TEXTO APRESENTADO →
# # # # # # #
Após quase três décadas de deflação, o Japão tem experimentado um aumento sustentado dos preços desde 2022, o que representa um possível ponto de inflexão para a sua economia. Esta fase de reflação foi inicialmente impulsionada por fatores externos, como o aumento dos preços das matérias-primas e a fraqueza do iene, mas agora tornou-se uma dinâmica interna impulsionada pelo crescimento dos salários e pelo aumento dos preços dos serviços.
O Japão encontra-se numa encruzilhada histórica. Para que esta reflação se traduza num crescimento sustentável dos preços, os aumentos salariais devem continuar, e as empresas devem converter os seus lucros em investimentos produtivos. Sem isso, o país corre o risco de voltar a cair na armadilha da deflação. .
Junyu Tan, Economista da Coface, Ásia
Da deflação estrutural à inflação sustentada
Desde o colapso da bolha dos preços dos ativos no início da década de 1990, o Japão passou por um período de desinflação seguido por uma deflação prolongada. À medida que os preços dos terrenos e dos ativos despencavam, as famílias e as empresas deram prioridade ao pagamento da dívida em detrimento do consumo e do investimento, o que contribuiu para o que muitas vezes é chamado de “recessão do balanço”.
# # # # # # #
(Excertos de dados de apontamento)
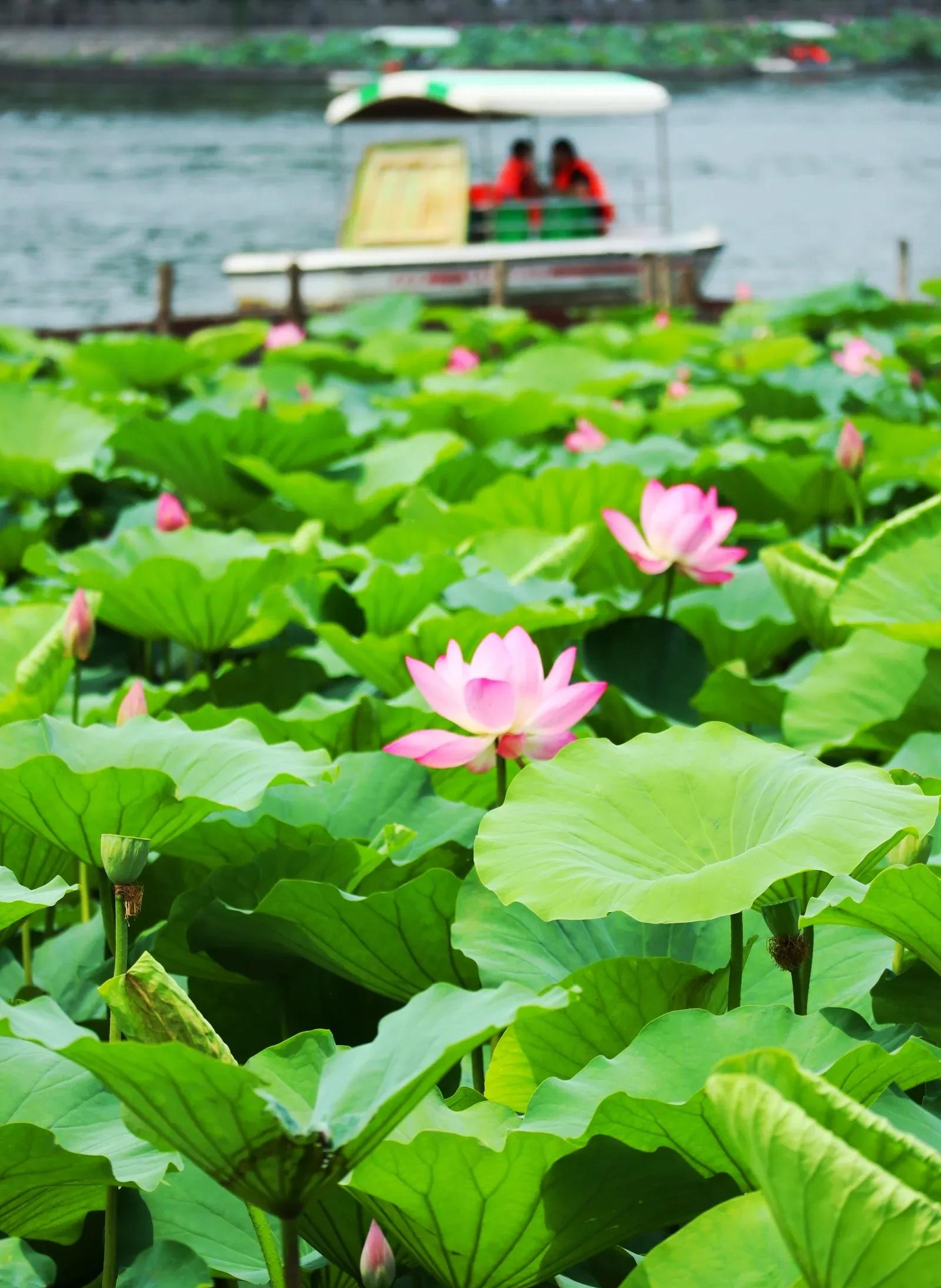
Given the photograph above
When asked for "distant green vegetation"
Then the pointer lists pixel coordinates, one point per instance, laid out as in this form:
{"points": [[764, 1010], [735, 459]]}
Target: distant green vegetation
{"points": [[903, 36]]}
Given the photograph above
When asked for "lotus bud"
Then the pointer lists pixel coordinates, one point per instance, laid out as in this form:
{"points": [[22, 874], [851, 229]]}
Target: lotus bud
{"points": [[133, 703], [376, 1264], [124, 857], [171, 514], [79, 628], [149, 1006], [850, 449]]}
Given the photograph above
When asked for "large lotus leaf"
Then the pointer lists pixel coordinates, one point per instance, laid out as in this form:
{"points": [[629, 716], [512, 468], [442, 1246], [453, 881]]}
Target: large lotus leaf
{"points": [[847, 964], [299, 1116], [44, 439], [746, 619], [851, 690], [192, 1210], [56, 1117], [193, 453], [654, 1093], [193, 586], [18, 900], [856, 1201], [685, 825], [480, 1202], [613, 1001], [359, 489], [902, 902], [890, 582], [512, 943], [393, 942], [21, 1266], [151, 778], [171, 1265], [807, 580], [34, 668], [365, 794], [733, 1243]]}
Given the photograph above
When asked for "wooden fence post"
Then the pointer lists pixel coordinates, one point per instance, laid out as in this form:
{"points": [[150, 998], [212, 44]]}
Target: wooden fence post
{"points": [[162, 322]]}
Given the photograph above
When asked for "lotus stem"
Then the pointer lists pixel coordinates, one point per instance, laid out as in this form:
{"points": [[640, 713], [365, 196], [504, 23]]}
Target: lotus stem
{"points": [[669, 581], [290, 1252], [269, 1249], [478, 1069], [26, 943], [110, 1263], [501, 782], [735, 960]]}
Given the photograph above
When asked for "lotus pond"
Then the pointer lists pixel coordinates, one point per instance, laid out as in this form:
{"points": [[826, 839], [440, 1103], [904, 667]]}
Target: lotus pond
{"points": [[466, 800]]}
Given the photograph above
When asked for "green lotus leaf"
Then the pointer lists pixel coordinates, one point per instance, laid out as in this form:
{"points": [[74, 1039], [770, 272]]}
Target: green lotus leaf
{"points": [[18, 900], [45, 439], [904, 903], [151, 778], [21, 1266], [172, 1265], [530, 1203], [853, 692], [747, 620], [855, 1201], [34, 668], [733, 1243], [685, 826], [654, 1094], [193, 453], [61, 1143], [361, 487], [807, 580], [512, 943], [393, 942], [363, 795], [302, 1115], [698, 409], [615, 999], [889, 582], [192, 1210]]}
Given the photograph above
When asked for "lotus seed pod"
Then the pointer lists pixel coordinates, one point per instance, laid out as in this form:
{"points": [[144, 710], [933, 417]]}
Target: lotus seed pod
{"points": [[124, 857]]}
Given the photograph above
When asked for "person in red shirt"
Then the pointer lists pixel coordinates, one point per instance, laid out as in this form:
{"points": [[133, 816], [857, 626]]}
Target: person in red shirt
{"points": [[575, 177], [518, 179]]}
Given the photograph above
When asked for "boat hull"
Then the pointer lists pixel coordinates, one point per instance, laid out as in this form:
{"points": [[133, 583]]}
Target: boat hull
{"points": [[588, 277]]}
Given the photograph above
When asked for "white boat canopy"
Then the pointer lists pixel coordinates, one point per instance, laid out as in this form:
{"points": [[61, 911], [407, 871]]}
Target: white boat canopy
{"points": [[413, 38], [805, 29], [441, 93]]}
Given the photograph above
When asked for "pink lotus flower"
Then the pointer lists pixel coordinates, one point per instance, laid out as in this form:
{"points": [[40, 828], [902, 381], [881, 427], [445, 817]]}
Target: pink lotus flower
{"points": [[171, 513], [462, 360], [684, 527], [502, 699], [79, 628], [850, 449], [376, 1264], [134, 703], [857, 357], [285, 335], [585, 437]]}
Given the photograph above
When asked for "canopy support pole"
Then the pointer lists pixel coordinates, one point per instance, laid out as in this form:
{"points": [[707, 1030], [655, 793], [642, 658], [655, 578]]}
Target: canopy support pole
{"points": [[663, 172]]}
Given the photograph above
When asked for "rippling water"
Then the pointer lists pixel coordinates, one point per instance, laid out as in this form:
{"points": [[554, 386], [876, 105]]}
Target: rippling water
{"points": [[809, 183]]}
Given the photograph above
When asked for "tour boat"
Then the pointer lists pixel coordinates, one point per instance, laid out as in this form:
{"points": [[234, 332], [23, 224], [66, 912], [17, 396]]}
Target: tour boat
{"points": [[419, 221]]}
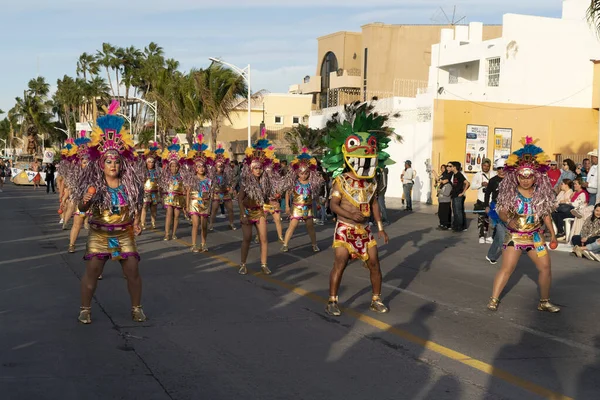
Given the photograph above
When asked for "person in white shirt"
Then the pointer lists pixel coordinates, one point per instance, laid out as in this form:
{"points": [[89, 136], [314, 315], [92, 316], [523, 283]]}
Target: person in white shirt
{"points": [[479, 182], [408, 180], [592, 177]]}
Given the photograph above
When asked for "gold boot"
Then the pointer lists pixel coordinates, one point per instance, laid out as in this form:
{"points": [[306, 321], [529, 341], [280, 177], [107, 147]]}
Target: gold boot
{"points": [[265, 269], [545, 305], [377, 304], [243, 270], [493, 304], [85, 315], [137, 314], [332, 307]]}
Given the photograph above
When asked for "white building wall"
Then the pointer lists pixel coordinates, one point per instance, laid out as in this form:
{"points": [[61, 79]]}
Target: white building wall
{"points": [[544, 61]]}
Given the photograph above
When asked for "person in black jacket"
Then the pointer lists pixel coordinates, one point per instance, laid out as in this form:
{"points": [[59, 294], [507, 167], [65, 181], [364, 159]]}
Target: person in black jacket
{"points": [[491, 195]]}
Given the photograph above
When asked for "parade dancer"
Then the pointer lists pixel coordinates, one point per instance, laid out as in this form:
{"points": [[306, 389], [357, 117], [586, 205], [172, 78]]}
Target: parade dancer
{"points": [[273, 206], [525, 204], [254, 190], [151, 188], [222, 179], [301, 183], [198, 191], [111, 189], [355, 152], [79, 217], [171, 184]]}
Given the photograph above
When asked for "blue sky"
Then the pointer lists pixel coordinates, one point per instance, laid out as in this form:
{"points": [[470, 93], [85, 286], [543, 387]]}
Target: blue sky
{"points": [[277, 37]]}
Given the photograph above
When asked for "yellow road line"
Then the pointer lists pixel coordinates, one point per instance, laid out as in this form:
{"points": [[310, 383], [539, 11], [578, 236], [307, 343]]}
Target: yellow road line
{"points": [[428, 344]]}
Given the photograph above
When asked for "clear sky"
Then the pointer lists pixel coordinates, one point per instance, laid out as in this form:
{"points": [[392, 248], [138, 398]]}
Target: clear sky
{"points": [[277, 37]]}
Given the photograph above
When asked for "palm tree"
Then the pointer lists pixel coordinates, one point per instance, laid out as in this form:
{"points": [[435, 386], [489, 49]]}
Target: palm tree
{"points": [[302, 136], [221, 90], [105, 59]]}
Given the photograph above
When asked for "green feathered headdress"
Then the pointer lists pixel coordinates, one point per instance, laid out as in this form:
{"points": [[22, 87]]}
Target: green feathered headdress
{"points": [[359, 146]]}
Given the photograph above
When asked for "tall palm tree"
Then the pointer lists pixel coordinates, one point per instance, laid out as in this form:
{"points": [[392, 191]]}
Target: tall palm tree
{"points": [[221, 90], [105, 59]]}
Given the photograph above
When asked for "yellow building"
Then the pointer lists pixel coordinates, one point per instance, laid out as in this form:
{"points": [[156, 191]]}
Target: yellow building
{"points": [[277, 112], [380, 61]]}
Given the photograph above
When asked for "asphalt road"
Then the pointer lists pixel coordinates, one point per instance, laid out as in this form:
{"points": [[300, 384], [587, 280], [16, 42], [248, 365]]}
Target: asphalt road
{"points": [[213, 334]]}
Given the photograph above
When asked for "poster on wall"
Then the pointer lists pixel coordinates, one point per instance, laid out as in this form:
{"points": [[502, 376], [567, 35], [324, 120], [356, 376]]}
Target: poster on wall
{"points": [[476, 151], [502, 143]]}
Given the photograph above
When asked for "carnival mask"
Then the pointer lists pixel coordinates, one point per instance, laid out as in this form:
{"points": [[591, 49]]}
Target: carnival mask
{"points": [[360, 154]]}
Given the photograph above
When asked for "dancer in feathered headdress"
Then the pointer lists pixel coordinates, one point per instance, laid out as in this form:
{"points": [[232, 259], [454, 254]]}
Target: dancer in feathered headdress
{"points": [[254, 192], [110, 188], [525, 204], [355, 152], [222, 181], [198, 190], [171, 185], [151, 187], [302, 183]]}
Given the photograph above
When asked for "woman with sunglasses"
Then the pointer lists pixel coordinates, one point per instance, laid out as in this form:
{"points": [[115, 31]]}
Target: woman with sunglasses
{"points": [[525, 204]]}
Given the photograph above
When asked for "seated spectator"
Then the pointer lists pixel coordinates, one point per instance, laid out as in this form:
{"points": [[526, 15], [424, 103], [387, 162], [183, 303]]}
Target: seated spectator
{"points": [[579, 200], [590, 234]]}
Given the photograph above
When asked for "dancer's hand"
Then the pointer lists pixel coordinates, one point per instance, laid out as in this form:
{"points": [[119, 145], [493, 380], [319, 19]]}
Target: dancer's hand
{"points": [[384, 236]]}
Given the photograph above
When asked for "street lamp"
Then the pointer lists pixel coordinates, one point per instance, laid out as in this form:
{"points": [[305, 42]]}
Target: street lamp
{"points": [[244, 73], [154, 107]]}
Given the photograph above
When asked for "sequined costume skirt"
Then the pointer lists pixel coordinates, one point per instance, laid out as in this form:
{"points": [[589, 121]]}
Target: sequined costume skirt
{"points": [[117, 244], [199, 207], [301, 211], [174, 199], [222, 197], [254, 214], [526, 241], [150, 197], [357, 239], [272, 208]]}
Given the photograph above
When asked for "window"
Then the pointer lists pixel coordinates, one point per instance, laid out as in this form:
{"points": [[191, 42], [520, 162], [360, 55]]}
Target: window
{"points": [[493, 71], [453, 78]]}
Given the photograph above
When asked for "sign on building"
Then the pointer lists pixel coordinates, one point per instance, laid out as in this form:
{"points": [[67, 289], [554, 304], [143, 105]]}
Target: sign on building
{"points": [[476, 149], [502, 143]]}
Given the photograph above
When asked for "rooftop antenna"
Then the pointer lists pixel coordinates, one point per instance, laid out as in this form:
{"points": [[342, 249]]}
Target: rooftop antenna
{"points": [[441, 17]]}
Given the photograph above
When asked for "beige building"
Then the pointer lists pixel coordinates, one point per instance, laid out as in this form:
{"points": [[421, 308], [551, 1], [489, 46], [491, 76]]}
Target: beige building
{"points": [[276, 111], [380, 61]]}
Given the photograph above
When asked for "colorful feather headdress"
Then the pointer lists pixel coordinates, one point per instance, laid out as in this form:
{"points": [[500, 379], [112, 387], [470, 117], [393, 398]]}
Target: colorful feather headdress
{"points": [[529, 157], [109, 135], [304, 161], [200, 154], [173, 153], [152, 151]]}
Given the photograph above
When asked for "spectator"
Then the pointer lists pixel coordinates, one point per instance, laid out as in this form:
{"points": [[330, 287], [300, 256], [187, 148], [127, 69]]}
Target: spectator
{"points": [[480, 182], [408, 181], [592, 177], [554, 173], [491, 195], [460, 185]]}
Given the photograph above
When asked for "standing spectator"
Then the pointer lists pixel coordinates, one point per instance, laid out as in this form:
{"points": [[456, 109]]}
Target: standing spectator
{"points": [[460, 185], [50, 170], [491, 196], [554, 173], [592, 177], [480, 182], [408, 181]]}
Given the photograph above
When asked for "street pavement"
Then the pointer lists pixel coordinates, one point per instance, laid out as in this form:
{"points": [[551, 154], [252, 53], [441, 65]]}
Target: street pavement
{"points": [[213, 334]]}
# # # # # # #
PROBLEMAS A RESOLVER →
a – Devolva, sem qualquer alteração, todas as linhas que contêm a palavra "yellow".
b – Retome o texto sobre a deflação e a reflação no Japão a partir da última frase apresentada.

RESULTADOS POR TAREFA →
a –
When asked for "yellow road line"
Target: yellow road line
When asked for "yellow building"
Target: yellow building

b –
Durante as últimas três décadas, ocorreram episódios inflacionários ocasionais, impulsionados principalmente por perturbações temporárias, como aumentos no preço do petróleo ou aumentos no imposto sobre o consumo, sem um impulso duradouro da demanda interna. Isso mudou desde 2022, quando a inflação ultrapassou constantemente a meta de 2% do Banco do Japão, impulsionada inicialmente pelo aumento dos custos de importação e pela desvalorização do iene.
O que começou como uma inflação impulsionada pelos custos transformou-se gradualmente em um fenômeno impulsionado pela demanda. As empresas de serviços, que enfrentavam uma pressão sustentada sobre as margens, aceleraram a transferência dos preços para os consumidores. O aumento dos custos de vida, juntamente com a rigidez estrutural do mercado de trabalho, empoderou os sindicatos para negociar aumentos salariais significativos durante três anos consecutivos: 3,6% em 2023, 5,1% em 2024 e 5,3% em 2025, os mais altos em três décadas. Este crescimento salarial representa uma mudança profunda em relação à abordagem histórica do Japão em matéria de segurança no emprego, no sentido de exigências de remuneração mais fortes.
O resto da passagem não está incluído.